=== PROBLEM DETAILS ===
Rewrite all of the material below as a Markdown table with two columns, Row and Line, giving each nonblank line its own numbered row and leaving out blank lines.

_ _ _

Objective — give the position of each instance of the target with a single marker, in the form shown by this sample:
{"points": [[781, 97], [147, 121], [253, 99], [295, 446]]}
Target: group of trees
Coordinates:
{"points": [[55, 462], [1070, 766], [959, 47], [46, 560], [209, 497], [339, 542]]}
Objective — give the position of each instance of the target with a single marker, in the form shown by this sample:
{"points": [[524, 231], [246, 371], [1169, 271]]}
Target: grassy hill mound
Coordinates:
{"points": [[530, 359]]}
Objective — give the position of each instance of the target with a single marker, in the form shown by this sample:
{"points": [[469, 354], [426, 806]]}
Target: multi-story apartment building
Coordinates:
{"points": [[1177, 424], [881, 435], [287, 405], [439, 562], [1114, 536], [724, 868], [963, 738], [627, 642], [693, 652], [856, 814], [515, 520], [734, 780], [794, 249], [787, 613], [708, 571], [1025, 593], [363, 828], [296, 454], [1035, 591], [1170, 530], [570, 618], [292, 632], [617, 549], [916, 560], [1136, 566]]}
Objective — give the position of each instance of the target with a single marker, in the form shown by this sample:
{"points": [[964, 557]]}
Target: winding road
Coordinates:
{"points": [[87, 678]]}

_ _ _

=== COMPLETE RESPONSE ===
| Row | Line |
|---|---|
| 1 | Objective — give the position of each instance of the target with a single marker, in the form shown by this sample: |
| 2 | {"points": [[781, 97], [147, 121], [253, 99], [295, 446]]} |
| 3 | Target: group of trees |
| 4 | Coordinates: |
| 5 | {"points": [[55, 462], [1070, 766], [959, 47], [46, 560], [209, 497], [339, 542]]} |
| 6 | Objective — give the position of each instance of the target with a single marker, in the form shown by this sample: |
| 7 | {"points": [[524, 231], [246, 371], [1169, 271]]} |
| 8 | Target: grassy hill mound |
| 9 | Coordinates: |
| 10 | {"points": [[530, 359]]} |
| 11 | Objective — give the position of each instance of the target with a single marker, in the form shown by this sample: |
| 12 | {"points": [[469, 354], [426, 806]]} |
| 13 | Target: multi-story apartment building |
| 14 | Coordinates: |
| 15 | {"points": [[1177, 424], [881, 435], [287, 405], [439, 562], [1114, 536], [724, 868], [963, 738], [627, 642], [693, 652], [856, 814], [515, 520], [734, 780], [794, 249], [787, 613], [708, 571], [1025, 593], [363, 828], [296, 454], [1035, 591], [1170, 530], [570, 618], [292, 632], [617, 549], [916, 560], [1136, 566]]} |
| 16 | Objective — give the position of each instance of the target with a single marker, in the form shown by this sample: |
| 17 | {"points": [[964, 557]]} |
| 18 | Target: winding road |
| 19 | Coordinates: |
| 20 | {"points": [[87, 678]]} |